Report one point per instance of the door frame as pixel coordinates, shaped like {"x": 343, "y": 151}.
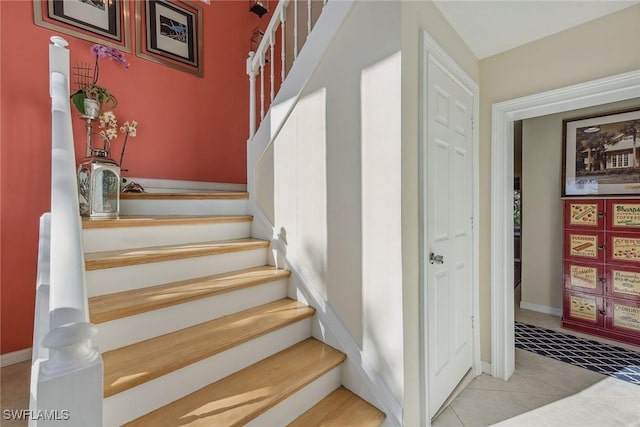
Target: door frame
{"x": 431, "y": 52}
{"x": 504, "y": 114}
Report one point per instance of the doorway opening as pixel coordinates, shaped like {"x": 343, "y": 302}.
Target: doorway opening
{"x": 505, "y": 114}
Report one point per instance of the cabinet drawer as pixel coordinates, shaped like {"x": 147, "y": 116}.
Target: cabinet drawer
{"x": 623, "y": 316}
{"x": 623, "y": 215}
{"x": 583, "y": 308}
{"x": 584, "y": 277}
{"x": 623, "y": 282}
{"x": 586, "y": 214}
{"x": 623, "y": 248}
{"x": 584, "y": 245}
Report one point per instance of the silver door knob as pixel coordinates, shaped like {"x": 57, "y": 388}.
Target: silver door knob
{"x": 436, "y": 259}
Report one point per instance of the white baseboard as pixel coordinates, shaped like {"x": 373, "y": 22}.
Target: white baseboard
{"x": 14, "y": 357}
{"x": 153, "y": 185}
{"x": 541, "y": 308}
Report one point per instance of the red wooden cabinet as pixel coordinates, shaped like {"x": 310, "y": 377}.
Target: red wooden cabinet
{"x": 601, "y": 267}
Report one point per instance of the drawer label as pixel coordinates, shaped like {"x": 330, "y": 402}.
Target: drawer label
{"x": 626, "y": 282}
{"x": 583, "y": 246}
{"x": 625, "y": 249}
{"x": 583, "y": 308}
{"x": 583, "y": 277}
{"x": 626, "y": 317}
{"x": 626, "y": 215}
{"x": 583, "y": 214}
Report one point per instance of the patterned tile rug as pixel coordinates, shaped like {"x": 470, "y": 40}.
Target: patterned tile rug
{"x": 606, "y": 359}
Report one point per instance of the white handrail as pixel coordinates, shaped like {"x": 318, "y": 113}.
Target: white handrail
{"x": 266, "y": 51}
{"x": 68, "y": 377}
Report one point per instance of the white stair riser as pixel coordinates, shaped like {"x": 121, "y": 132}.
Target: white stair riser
{"x": 128, "y": 330}
{"x": 118, "y": 279}
{"x": 301, "y": 401}
{"x": 184, "y": 207}
{"x": 133, "y": 403}
{"x": 111, "y": 239}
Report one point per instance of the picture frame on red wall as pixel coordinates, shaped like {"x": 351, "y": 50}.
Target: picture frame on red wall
{"x": 169, "y": 32}
{"x": 601, "y": 154}
{"x": 99, "y": 21}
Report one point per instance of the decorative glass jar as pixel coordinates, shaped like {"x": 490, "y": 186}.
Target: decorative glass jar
{"x": 99, "y": 185}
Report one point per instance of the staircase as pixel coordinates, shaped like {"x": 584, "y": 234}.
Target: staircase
{"x": 195, "y": 328}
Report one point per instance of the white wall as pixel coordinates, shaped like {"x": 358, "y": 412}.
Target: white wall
{"x": 542, "y": 207}
{"x": 336, "y": 178}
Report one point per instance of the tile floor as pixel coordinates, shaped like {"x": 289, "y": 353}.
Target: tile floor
{"x": 545, "y": 392}
{"x": 537, "y": 381}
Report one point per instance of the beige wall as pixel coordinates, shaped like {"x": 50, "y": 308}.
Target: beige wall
{"x": 418, "y": 16}
{"x": 597, "y": 49}
{"x": 542, "y": 207}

> [REQUIREMENTS]: Return all the entries word for word, but omit any pictures they contain.

> [OUTPUT FOR THIS TASK]:
Report one point per instance of the door frame as pixel coordinates, shaped like {"x": 343, "y": 151}.
Target: door frame
{"x": 431, "y": 52}
{"x": 504, "y": 114}
Report one point per instance of the doorway opening as pixel coordinates, shaped like {"x": 343, "y": 302}.
Target: doorway opening
{"x": 505, "y": 114}
Report one point per instance of the cabinet drawer as pixel coordinates, shaped like {"x": 147, "y": 116}.
Target: cabinet drawer
{"x": 623, "y": 316}
{"x": 623, "y": 215}
{"x": 583, "y": 308}
{"x": 584, "y": 277}
{"x": 623, "y": 282}
{"x": 586, "y": 214}
{"x": 623, "y": 248}
{"x": 584, "y": 245}
Report one point per instance of the silver door knob as pixel coordinates, shaped like {"x": 57, "y": 388}.
Target: silver door knob
{"x": 436, "y": 259}
Report one point per instance of the white baseboard as pixel coordinates, shaped like {"x": 373, "y": 22}.
Target: white baseboard
{"x": 14, "y": 357}
{"x": 153, "y": 185}
{"x": 541, "y": 308}
Report one point per instance of the red wooden cabinet as pixel coordinates, shaped like {"x": 310, "y": 377}.
Target: red wooden cabinet
{"x": 601, "y": 267}
Report one point per instance of the drawer label as pixel coordinates, shaped like {"x": 330, "y": 402}.
Target: drawer label
{"x": 626, "y": 282}
{"x": 583, "y": 246}
{"x": 625, "y": 249}
{"x": 583, "y": 308}
{"x": 583, "y": 277}
{"x": 626, "y": 317}
{"x": 626, "y": 215}
{"x": 583, "y": 214}
Report one point per instance of the patterned tile rug as pixel coordinates, shaped like {"x": 470, "y": 40}.
Target: patterned tile rug
{"x": 606, "y": 359}
Report one point per instance of the white handrail as pixel coordinates, shaped like {"x": 318, "y": 113}.
Target: white handrail
{"x": 266, "y": 51}
{"x": 68, "y": 377}
Report one point per instance of the white stair riser as pixel coordinates, shaped like {"x": 121, "y": 132}.
Target: white stair riser
{"x": 128, "y": 330}
{"x": 118, "y": 279}
{"x": 301, "y": 401}
{"x": 184, "y": 207}
{"x": 133, "y": 403}
{"x": 111, "y": 239}
Report one point per instance of the picture frame on red wall as pixel coordinates, shaped like {"x": 351, "y": 50}.
Target: picture frame on red wall
{"x": 169, "y": 32}
{"x": 601, "y": 154}
{"x": 99, "y": 21}
Report one point per instance of the decorative glass jar as pixel coordinates, shaped like {"x": 490, "y": 186}.
Target: decorative glass jar
{"x": 99, "y": 185}
Report one point per instance of the staircase as pixel coordinates, shaped like {"x": 584, "y": 234}.
Target: staircase
{"x": 195, "y": 328}
Report one point per instance of the white wall as pixel coordinates, shaped like {"x": 358, "y": 412}.
Target: white wall
{"x": 542, "y": 207}
{"x": 336, "y": 178}
Report one point per instance of the tile floor as pixel coordinates, shaped like {"x": 289, "y": 353}.
Target: tile floor
{"x": 545, "y": 392}
{"x": 537, "y": 381}
Report one point per instance of the beige wall as pixel coordinates, shaped like {"x": 50, "y": 308}.
Target: beige wall
{"x": 418, "y": 16}
{"x": 597, "y": 49}
{"x": 542, "y": 207}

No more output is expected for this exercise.